ARTICLE:

For companies exporting to Europe, our ESG requirements guide for European exports covers how EPR intersects with other trade and sustainability obligations.
Pro Tip: Centralize your documentation and evidence for every market in a single, auditable system. Regulators in Romania and France have increased inspection activity, and being able to produce records quickly can mean the difference between a warning and a fine.
Beyond compliance: EPR and your sustainability journey
While legal compliance is mandatory, forward-looking companies leverage EPR to unlock strategic ESG value.
EPR compliance is not just a legal checkbox. The data you collect to meet EPR obligations, product volumes, material types, packaging weights, recycling rates, is exactly the data that feeds into credible ESG reporting. Companies that treat EPR as a standalone legal task miss the opportunity to build a richer sustainability picture.
EPR compliance underpins wider environmental and ESG commitments and often serves as a stepping stone to advanced sustainability reporting, including disclosures under CSRD and ESRS.
Business advantages of treating EPR as a sustainability driver rather than a cost center include:
- Regulatory resilience: Companies with mature EPR processes adapt faster when laws tighten
- Investor confidence: Demonstrating responsible product stewardship signals governance quality
- Customer trust: Brands that visibly manage their packaging footprint earn loyalty
- Supply chain leverage: EPR data reveals material inefficiencies that can reduce costs
- EcoVadis and CDP readiness: Strong EPR practices directly support higher ratings on sustainability assessments
Circular economy ambitions also depend on EPR data. If you want to set meaningful packaging reduction targets or shift to recycled content, you need a baseline. EPR reporting gives you that baseline.
“Companies that treat EPR as a compliance floor rather than a ceiling are better positioned for the next wave of green regulation, from packaging design mandates to extended scope requirements.”
The companies we work with that make the most progress on sustainability do not separate EPR from their broader environmental strategy. They use it as an entry point.
Our take: What most EPR advice misses
Most EPR guidance stops at the checklist. Register here, report by this date, pay this fee. That is necessary, but it is not sufficient.
The real problem is that EPR rules change constantly, and a compliance posture built on last year’s requirements will fail this year. Vietnam’s scope is expanding. France’s eco-modulation fees are being recalibrated. Romania’s enforcement is intensifying. Companies that rely on ad hoc, country-by-country fixes accumulate surprise costs and gaps they only discover during audits.
We also see a persistent gap between legal sign-off and operational reality. A lawyer confirms you are registered. But the data collection process is broken, the local team does not know what to report, and the PRO receives inaccurate volumes. Legal compliance on paper, failure in practice.
Best-in-class companies treat EPR as a cross-functional, ongoing program, not a once-a-year task. That means procurement, logistics, product development, and sustainability teams all understand their role in generating accurate data.
Appoint a compliance leader with real authority and local market support. Not someone who coordinates from headquarters while local teams scramble. Someone who owns the outcome.
For companies wanting to see how this works in practice, our EPR case studies show how mid-size and large companies have built durable compliance programs across multiple markets.
How ECONOS helps streamline EPR and sustainability
For companies ready to move beyond compliance confusion and build a stronger sustainability program, here is how ECONOS can help.

DATA LINES:
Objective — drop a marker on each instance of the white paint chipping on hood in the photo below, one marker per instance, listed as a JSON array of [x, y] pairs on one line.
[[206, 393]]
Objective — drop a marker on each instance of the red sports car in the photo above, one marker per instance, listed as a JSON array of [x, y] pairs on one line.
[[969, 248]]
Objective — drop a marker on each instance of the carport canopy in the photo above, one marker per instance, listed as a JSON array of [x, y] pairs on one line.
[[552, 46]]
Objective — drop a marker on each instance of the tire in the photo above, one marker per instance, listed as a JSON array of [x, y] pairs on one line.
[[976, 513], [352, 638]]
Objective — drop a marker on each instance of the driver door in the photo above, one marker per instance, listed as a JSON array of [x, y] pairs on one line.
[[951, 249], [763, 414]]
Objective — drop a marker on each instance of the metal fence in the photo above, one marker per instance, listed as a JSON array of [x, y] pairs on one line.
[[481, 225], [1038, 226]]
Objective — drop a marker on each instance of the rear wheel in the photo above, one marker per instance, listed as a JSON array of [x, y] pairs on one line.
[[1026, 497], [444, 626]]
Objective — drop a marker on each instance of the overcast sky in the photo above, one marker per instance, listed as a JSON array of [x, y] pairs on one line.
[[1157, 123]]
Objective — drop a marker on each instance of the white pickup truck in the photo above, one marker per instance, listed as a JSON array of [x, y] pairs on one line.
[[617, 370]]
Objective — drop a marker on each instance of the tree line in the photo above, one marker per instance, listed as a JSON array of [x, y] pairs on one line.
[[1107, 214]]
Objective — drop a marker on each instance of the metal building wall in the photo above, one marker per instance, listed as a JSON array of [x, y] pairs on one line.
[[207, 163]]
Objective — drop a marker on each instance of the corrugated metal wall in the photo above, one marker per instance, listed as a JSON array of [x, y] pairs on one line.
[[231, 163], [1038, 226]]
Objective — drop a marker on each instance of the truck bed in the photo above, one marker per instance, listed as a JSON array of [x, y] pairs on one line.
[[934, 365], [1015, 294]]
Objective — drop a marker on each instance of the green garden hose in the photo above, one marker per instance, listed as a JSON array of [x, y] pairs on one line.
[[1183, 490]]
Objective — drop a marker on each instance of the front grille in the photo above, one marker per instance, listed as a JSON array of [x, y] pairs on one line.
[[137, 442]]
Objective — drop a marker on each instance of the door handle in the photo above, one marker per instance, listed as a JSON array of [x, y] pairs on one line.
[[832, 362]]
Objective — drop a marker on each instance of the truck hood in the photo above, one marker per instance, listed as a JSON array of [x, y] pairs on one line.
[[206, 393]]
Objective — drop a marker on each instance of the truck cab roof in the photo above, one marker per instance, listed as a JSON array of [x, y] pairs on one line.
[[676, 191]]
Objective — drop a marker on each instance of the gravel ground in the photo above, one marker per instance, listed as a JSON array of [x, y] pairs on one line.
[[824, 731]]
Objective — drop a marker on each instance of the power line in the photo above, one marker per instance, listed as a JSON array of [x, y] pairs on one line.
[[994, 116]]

TASKS:
**a.** Reproduce the passage of the EPR article that opens with the words "Beyond compliance: EPR" and closes with "CSRD and ESRS.".
**b.** Answer these questions using the EPR article:
(i) In which two countries have regulators increased inspection activity?
(ii) Under which two frameworks does the article name disclosures that EPR compliance can lead toward?
(iii) What is happening to France's eco-modulation fees?
**c.** Write the next part of the EPR article, starting after its final sentence.

PER-TASK ANSWERS:
**a.**
Beyond compliance: EPR and your sustainability journey
While legal compliance is mandatory, forward-looking companies leverage EPR to unlock strategic ESG value.
EPR compliance is not just a legal checkbox. The data you collect to meet EPR obligations, product volumes, material types, packaging weights, recycling rates, is exactly the data that feeds into credible ESG reporting. Companies that treat EPR as a standalone legal task miss the opportunity to build a richer sustainability picture.
EPR compliance underpins wider environmental and ESG commitments and often serves as a stepping stone to advanced sustainability reporting, including disclosures under CSRD and ESRS.

**b.**
(i) Romania and France
(ii) CSRD and ESRS
(iii) They are being recalibrated.

**c.**
At ECONOS, we work with mid-size and large companies in Romania, France, and Vietnam to make EPR compliance manageable and strategically useful. We combine expert consulting with practical tools, including our sustainability platform and AVA, our AI-powered assistant for data collection and reporting. Whether you need to get registered fast, fix a broken reporting process, or connect your EPR data to your ESG reporting obligations, we help you do it with clarity. We also offer carbon footprint assessments that integrate with your broader environmental data. Book a consultation and let us show you what a clean, cross-border compliance program actually looks like.
Frequently asked questions
Who is considered a ‘producer’ under EPR laws in Romania and France?
In Romania, a producer includes manufacturers, importers, and distributors who place products or packaging on the national market, with obligations defined under Law 249/2015. France applies a similar broad definition, meaning your role in the supply chain determines your liability, not just your legal entity type.
What happens if a company ignores EPR compliance?
Fines and penalties are enforced under national EPR regulations, and consequences can include market access restrictions or bans in addition to financial penalties. The risk compounds over time as retroactive obligations accumulate.
Does EPR only apply to packaging?
No. EPR schemes cover multiple waste streams across the EU and Asia, including electronics, batteries, tires, textiles, and furniture, depending on the country’s scope. Packaging is the most common trigger, but it is far from the only one.
How are EPR fees calculated?
Fees are typically based on product type, material, and quantity placed on the market. In France, eco-modulation adjusts fees based on recyclability, rewarding better packaging design with lower costs.
Is EPR compliance connected to ESG reporting?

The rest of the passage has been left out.